ENTRIES SHOWN =
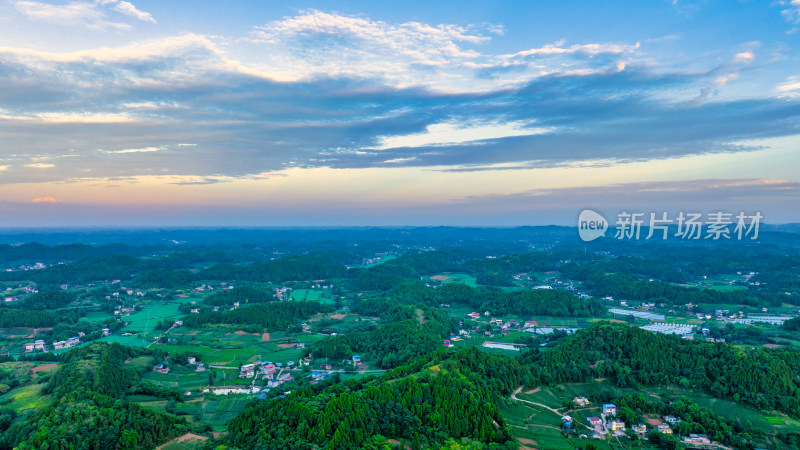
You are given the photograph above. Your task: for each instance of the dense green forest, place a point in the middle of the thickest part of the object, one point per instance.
(632, 357)
(423, 410)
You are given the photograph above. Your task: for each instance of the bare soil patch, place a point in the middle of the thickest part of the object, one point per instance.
(185, 438)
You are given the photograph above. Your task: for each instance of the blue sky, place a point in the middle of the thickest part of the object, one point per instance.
(421, 113)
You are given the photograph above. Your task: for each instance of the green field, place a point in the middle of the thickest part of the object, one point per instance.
(25, 399)
(449, 277)
(314, 295)
(147, 319)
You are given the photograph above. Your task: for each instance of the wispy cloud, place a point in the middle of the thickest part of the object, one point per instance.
(82, 13)
(142, 103)
(128, 9)
(45, 199)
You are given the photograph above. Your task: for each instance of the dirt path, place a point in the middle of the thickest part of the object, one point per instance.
(185, 437)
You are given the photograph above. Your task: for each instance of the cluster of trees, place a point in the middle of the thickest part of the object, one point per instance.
(412, 333)
(271, 316)
(550, 302)
(694, 418)
(425, 410)
(88, 408)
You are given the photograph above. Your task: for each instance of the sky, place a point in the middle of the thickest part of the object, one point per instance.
(335, 113)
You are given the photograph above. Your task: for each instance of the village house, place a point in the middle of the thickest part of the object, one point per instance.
(247, 371)
(697, 439)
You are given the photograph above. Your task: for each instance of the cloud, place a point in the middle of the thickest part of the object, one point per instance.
(745, 194)
(129, 111)
(82, 13)
(46, 199)
(445, 56)
(790, 10)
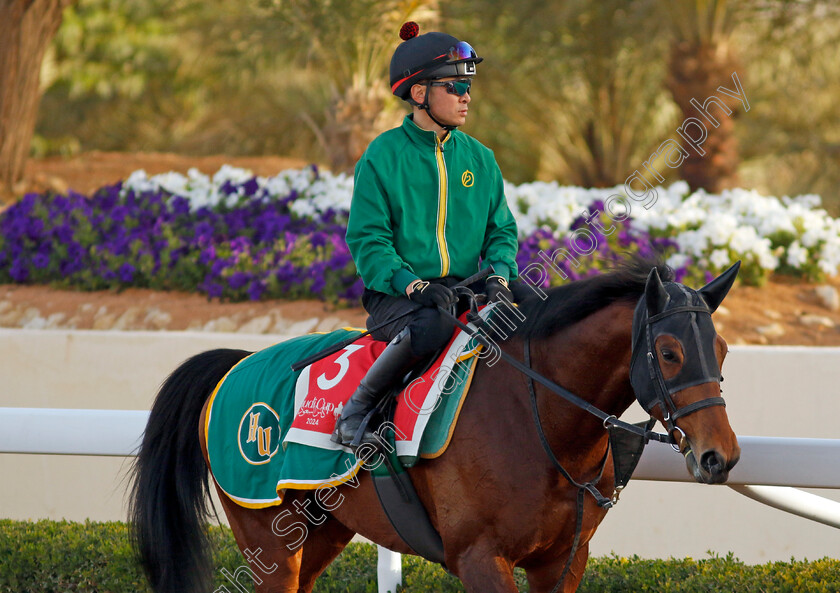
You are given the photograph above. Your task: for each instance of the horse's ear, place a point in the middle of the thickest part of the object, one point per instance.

DESCRIPTION OF THE TASK =
Please repeat each record exactly and keep every picture out of the copy.

RESPONSE TO THE TASK =
You are given the photograph above. Your task: for each instance of the dense green forest, place a point in the middle of the thickest part of the object, one point per instance.
(632, 357)
(423, 410)
You are given the photograph above. Your task: for each instance of the bare soil patch, place a point in the middle of the thickest part of the object, one point per instance.
(185, 438)
You are given the photograph above. Your task: for each instance of the blue sky, place a point in the middle of the thickest part of the object, one point per instance.
(421, 113)
You are given the photograph above. Your task: for each instance of the green field, place a point in the middle of the thickest part of the object, one point per instance.
(25, 399)
(449, 277)
(314, 295)
(147, 319)
You are given the photograph above. Your task: for each instance of the wispy cloud, place a point in the middle of the thickest part of the object, one point per instance.
(82, 13)
(142, 103)
(128, 9)
(45, 199)
You are given the photograph above. Your task: for each instance of the dirt path, place a point in the middle of the thickest part of the object, one point per instance.
(185, 437)
You are given the photograph above. Your task: for each instance of the cluster of trees, place a point in the middle of the thickest part of the object, one point per instance.
(412, 333)
(271, 316)
(550, 302)
(694, 418)
(425, 410)
(88, 408)
You are given the photograph above. Your task: for each instance of the sky, place a point in the middle of the thickest part of the object, one point per instance.
(335, 113)
You are given the photograph above. Your task: for each instance of the village house, place a point in the middle of the thickest part of the object, one point per instance.
(247, 371)
(697, 439)
You are given the photograph above. Your task: for each instance of the cloud, place a point in the middle of the thickest part of the object, one point per instance.
(745, 194)
(129, 111)
(82, 13)
(46, 199)
(445, 56)
(790, 10)
You are given the photograph above. Your task: for each instance of the horse's ear, place a point in the middle of the thickest part of the object, one point per instance.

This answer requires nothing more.